■ EXERCISE AIM
Restate the records in their entirety, word for word.

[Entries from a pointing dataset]
● ● ● ●

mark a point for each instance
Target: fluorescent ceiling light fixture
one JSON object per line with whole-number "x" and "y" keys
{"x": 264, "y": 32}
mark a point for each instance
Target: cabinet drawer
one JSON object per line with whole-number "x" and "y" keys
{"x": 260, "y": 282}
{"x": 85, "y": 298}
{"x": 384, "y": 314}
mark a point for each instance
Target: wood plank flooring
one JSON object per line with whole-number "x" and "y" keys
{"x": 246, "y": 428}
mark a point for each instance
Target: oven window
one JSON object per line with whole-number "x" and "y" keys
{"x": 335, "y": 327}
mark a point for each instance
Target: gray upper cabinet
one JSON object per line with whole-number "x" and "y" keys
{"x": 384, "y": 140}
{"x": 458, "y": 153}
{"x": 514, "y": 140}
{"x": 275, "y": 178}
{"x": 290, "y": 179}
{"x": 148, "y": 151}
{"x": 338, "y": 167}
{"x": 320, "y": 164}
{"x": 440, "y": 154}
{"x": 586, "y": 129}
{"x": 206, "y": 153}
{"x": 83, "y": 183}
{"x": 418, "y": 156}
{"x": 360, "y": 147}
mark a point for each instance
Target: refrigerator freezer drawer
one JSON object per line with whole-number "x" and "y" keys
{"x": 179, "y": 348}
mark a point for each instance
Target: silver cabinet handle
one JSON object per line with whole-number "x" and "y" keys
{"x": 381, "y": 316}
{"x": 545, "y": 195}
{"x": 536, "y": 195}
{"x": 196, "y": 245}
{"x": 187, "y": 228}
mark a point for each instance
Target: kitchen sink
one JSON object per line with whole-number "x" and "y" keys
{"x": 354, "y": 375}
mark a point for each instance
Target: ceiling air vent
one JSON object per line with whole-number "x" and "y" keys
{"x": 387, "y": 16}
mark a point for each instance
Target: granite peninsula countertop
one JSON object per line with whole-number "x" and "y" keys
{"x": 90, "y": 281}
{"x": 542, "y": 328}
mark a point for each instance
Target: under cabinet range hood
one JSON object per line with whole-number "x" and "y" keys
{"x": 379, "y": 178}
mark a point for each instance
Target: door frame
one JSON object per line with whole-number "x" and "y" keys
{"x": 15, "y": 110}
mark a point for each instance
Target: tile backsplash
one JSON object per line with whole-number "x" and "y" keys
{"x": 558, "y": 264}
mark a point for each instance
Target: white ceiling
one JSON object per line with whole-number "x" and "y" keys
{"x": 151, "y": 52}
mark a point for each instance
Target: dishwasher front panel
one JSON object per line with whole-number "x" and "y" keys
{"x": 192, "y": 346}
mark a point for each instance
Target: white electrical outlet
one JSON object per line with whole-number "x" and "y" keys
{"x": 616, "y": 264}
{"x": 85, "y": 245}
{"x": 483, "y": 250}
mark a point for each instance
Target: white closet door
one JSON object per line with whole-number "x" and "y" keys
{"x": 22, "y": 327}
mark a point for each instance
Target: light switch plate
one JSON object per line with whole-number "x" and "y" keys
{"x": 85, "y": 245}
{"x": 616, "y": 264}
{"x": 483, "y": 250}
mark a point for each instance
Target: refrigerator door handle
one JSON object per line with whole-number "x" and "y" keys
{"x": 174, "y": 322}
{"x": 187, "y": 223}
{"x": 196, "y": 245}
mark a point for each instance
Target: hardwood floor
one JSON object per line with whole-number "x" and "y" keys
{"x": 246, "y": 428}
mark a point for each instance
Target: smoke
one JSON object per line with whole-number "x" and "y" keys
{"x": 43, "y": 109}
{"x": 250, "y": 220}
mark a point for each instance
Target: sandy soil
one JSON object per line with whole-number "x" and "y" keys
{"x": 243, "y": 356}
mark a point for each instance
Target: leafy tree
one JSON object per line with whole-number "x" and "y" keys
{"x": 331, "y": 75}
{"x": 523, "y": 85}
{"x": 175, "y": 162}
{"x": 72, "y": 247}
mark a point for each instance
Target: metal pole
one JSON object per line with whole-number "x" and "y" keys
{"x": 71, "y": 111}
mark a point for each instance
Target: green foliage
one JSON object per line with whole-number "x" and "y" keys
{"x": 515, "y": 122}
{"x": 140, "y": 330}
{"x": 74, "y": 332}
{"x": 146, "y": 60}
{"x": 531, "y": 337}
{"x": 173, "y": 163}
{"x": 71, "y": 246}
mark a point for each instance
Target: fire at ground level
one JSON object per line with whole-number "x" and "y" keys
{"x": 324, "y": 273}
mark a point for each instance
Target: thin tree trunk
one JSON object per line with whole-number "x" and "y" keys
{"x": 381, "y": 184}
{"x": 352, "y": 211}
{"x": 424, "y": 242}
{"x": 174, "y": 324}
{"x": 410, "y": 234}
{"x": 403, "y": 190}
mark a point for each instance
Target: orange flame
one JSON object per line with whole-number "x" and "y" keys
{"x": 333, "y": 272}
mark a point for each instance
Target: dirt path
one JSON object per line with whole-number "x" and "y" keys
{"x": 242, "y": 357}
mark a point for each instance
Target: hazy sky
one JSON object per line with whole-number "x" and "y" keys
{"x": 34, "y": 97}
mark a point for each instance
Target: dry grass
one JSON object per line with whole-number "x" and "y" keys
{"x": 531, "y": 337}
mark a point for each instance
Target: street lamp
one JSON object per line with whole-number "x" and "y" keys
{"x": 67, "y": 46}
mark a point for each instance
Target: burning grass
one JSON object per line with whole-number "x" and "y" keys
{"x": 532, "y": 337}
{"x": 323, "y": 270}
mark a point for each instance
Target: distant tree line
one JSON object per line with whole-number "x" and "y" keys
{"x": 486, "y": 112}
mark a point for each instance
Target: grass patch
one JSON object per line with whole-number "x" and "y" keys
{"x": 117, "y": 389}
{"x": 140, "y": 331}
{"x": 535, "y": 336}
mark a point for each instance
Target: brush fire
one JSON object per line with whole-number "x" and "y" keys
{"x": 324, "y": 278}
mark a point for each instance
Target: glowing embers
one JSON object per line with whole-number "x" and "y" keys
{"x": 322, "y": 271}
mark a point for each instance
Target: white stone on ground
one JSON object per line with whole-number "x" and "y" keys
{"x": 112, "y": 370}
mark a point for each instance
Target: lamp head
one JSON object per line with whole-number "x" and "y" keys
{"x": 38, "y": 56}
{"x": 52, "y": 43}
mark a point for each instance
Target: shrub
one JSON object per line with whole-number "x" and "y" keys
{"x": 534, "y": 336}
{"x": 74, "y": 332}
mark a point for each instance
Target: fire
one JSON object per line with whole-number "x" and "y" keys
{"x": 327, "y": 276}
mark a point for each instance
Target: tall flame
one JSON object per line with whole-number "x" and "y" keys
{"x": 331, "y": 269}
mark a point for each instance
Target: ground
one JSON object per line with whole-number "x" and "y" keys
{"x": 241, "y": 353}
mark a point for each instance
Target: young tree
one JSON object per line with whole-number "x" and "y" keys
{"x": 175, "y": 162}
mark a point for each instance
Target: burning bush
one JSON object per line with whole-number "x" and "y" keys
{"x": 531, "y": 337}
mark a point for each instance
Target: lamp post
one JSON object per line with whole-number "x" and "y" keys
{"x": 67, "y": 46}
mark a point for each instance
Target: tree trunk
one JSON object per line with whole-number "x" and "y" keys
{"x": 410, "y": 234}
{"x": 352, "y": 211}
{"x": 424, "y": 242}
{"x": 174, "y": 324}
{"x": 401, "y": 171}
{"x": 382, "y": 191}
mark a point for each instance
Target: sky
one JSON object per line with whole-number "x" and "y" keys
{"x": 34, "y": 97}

● ● ● ●

■ ANSWER FOR THIS EXERCISE
mark a point for each instance
Target: fluorescent ceiling light fixture
one JSON object per line with whole-number "x" and "y" keys
{"x": 264, "y": 32}
mark a point for each instance
Target: cabinet drawer
one JSON object per line with whole-number "x" and "y" keys
{"x": 260, "y": 282}
{"x": 85, "y": 298}
{"x": 384, "y": 314}
mark a point for each instance
Target: wood plank flooring
one JSON object per line with whole-number "x" and "y" keys
{"x": 246, "y": 428}
mark a point for each instance
Target: oven window
one JSON object per line with whole-number "x" and "y" keys
{"x": 335, "y": 327}
mark a point for each instance
Target: gray upper cabinet
one JSON object per line with whole-number "x" and "y" keys
{"x": 384, "y": 140}
{"x": 458, "y": 153}
{"x": 514, "y": 140}
{"x": 275, "y": 178}
{"x": 290, "y": 179}
{"x": 148, "y": 151}
{"x": 338, "y": 167}
{"x": 320, "y": 164}
{"x": 440, "y": 154}
{"x": 586, "y": 129}
{"x": 206, "y": 153}
{"x": 83, "y": 183}
{"x": 418, "y": 156}
{"x": 360, "y": 147}
mark a point for each instance
Target: refrigerator freezer drawer
one JSON object per line with whole-number "x" and "y" keys
{"x": 179, "y": 348}
mark a point for each instance
Target: silver cabinet handle
one JSON object per line with whole-number "x" and "y" keys
{"x": 381, "y": 316}
{"x": 545, "y": 195}
{"x": 536, "y": 195}
{"x": 196, "y": 245}
{"x": 187, "y": 228}
mark a point for each instance
Target: kitchen sink
one JSON object per line with whole-number "x" and "y" keys
{"x": 354, "y": 375}
mark a point for each instance
Target: ceiling air vent
one JSON object per line with whole-number "x" and "y" keys
{"x": 387, "y": 16}
mark a point for each instance
Target: granite peninsula countertop
one JSON object per line with whole-number "x" and "y" keys
{"x": 90, "y": 281}
{"x": 542, "y": 328}
mark a point for each instance
Target: under cabinet range hood
one JSON object per line with whole-number "x" and "y" keys
{"x": 379, "y": 178}
mark a point for each instance
Target: door frame
one JSON object per line with whole-number "x" and "y" keys
{"x": 15, "y": 110}
mark a point for each instance
Target: tile backsplash
one JSON object per line with whole-number "x" and "y" keys
{"x": 558, "y": 264}
mark a point for each instance
Target: white ceiling
one JSON object per line with whole-number "x" and "y" keys
{"x": 151, "y": 52}
mark a point for each instance
Target: dishwasher front panel
one JSON object per line with whole-number "x" and "y" keys
{"x": 192, "y": 346}
mark a point for each instance
Target: white electrical outlet
one JSON object per line with whole-number "x" and "y" keys
{"x": 616, "y": 264}
{"x": 85, "y": 245}
{"x": 483, "y": 250}
mark a point for each instance
Target: white closet door
one JSON object per line with whole-number "x" and "y" keys
{"x": 22, "y": 327}
mark a point for each instance
Target: light switch plate
one JSON object per line with whole-number "x" and "y" keys
{"x": 85, "y": 245}
{"x": 616, "y": 264}
{"x": 483, "y": 250}
mark a point for each instance
Target: refrigerator door handle
one JSON object per line with whole-number "x" and "y" keys
{"x": 174, "y": 322}
{"x": 187, "y": 223}
{"x": 196, "y": 245}
mark a point for each instance
Target: hardwood floor
one JSON object per line with whole-number "x" and "y" keys
{"x": 246, "y": 428}
mark a point for each instance
Target: smoke
one JSON object per line with whole-number "x" and "y" keys
{"x": 43, "y": 109}
{"x": 250, "y": 220}
mark a point for each instance
Target: sandy soil
one JSON object per line with whole-number "x" and "y" keys
{"x": 243, "y": 356}
mark a point for each instance
Target: leafy tree
one JSON object per line with whole-number "x" and "y" keys
{"x": 331, "y": 75}
{"x": 523, "y": 85}
{"x": 175, "y": 162}
{"x": 72, "y": 247}
mark a point for each instance
Target: metal pole
one JSON object per line with whole-number "x" and "y" keys
{"x": 71, "y": 111}
mark a point for each instance
Target: green foliage
one JSON object per line with whole-number "x" and "y" keys
{"x": 515, "y": 122}
{"x": 140, "y": 330}
{"x": 74, "y": 332}
{"x": 146, "y": 60}
{"x": 531, "y": 337}
{"x": 173, "y": 163}
{"x": 71, "y": 246}
mark a point for each instance
Target: fire at ground level
one JSON object per line with whole-number "x" and "y" keys
{"x": 324, "y": 273}
mark a point for each instance
Target: thin tree trunk
one JSON object per line with whole-number "x" and "y" keys
{"x": 381, "y": 184}
{"x": 352, "y": 211}
{"x": 424, "y": 242}
{"x": 174, "y": 324}
{"x": 410, "y": 234}
{"x": 403, "y": 190}
mark a point for each instance
Target: orange flame
one JSON object per line with whole-number "x" and "y" keys
{"x": 333, "y": 272}
mark a point for each instance
Target: dirt path
one JSON object per line with whole-number "x" and "y" keys
{"x": 242, "y": 357}
mark a point for each instance
Target: hazy sky
one JSON object per line with whole-number "x" and "y" keys
{"x": 34, "y": 97}
mark a point for each instance
Target: dry grass
one JSON object per line with whole-number "x" and "y" keys
{"x": 531, "y": 337}
mark a point for each instance
Target: street lamp
one JSON object per line with whole-number "x" and "y" keys
{"x": 67, "y": 46}
mark a point for each instance
Target: burning grass
one JSON object per line with whole-number "x" and "y" keys
{"x": 532, "y": 337}
{"x": 323, "y": 270}
mark a point for each instance
Target: distant tree line
one JSON object per line with whole-number "x" and "y" keys
{"x": 486, "y": 112}
mark a point for each instance
Target: grass patch
one JSON object per line with whole-number "x" and "y" keys
{"x": 117, "y": 389}
{"x": 140, "y": 331}
{"x": 535, "y": 336}
mark a point for each instance
Target: brush fire
one JSON object per line with whole-number "x" and "y" keys
{"x": 324, "y": 278}
mark a point for each instance
Target: glowing embers
one JSON object per line with whole-number "x" and "y" keys
{"x": 322, "y": 271}
mark a point for each instance
Target: white stone on ground
one JSON object per line with whole-number "x" and "y" keys
{"x": 112, "y": 370}
mark a point for each instance
Target: lamp head
one JSON object per line with whole-number "x" and "y" keys
{"x": 38, "y": 56}
{"x": 52, "y": 43}
mark a point for each instance
Target: shrub
one JSON object per line with whole-number "x" and "y" keys
{"x": 534, "y": 336}
{"x": 74, "y": 332}
mark a point for each instance
Target: fire
one JSON object per line with whole-number "x" and "y" keys
{"x": 327, "y": 276}
mark a point for each instance
Target: tall flame
one JSON object per line with whole-number "x" and "y" keys
{"x": 331, "y": 269}
mark a point for each instance
Target: ground
one JSON object per line with whole-number "x" and "y" keys
{"x": 241, "y": 353}
mark a point for each instance
Target: young tree
one JSON object per line with whole-number "x" and "y" keys
{"x": 175, "y": 162}
mark a point for each instance
Target: burning bush
one JSON object per line with whole-number "x" and "y" keys
{"x": 531, "y": 337}
mark a point for each instance
Target: lamp post
one JSON object per line with whole-number "x" and "y" keys
{"x": 67, "y": 46}
mark a point for each instance
Target: tree trunk
one JSON object per line with whole-number "x" and "y" keys
{"x": 410, "y": 234}
{"x": 352, "y": 211}
{"x": 424, "y": 242}
{"x": 174, "y": 324}
{"x": 401, "y": 171}
{"x": 382, "y": 191}
mark a point for each instance
Target: sky
one JSON object per line with whole-number "x" and "y" keys
{"x": 34, "y": 97}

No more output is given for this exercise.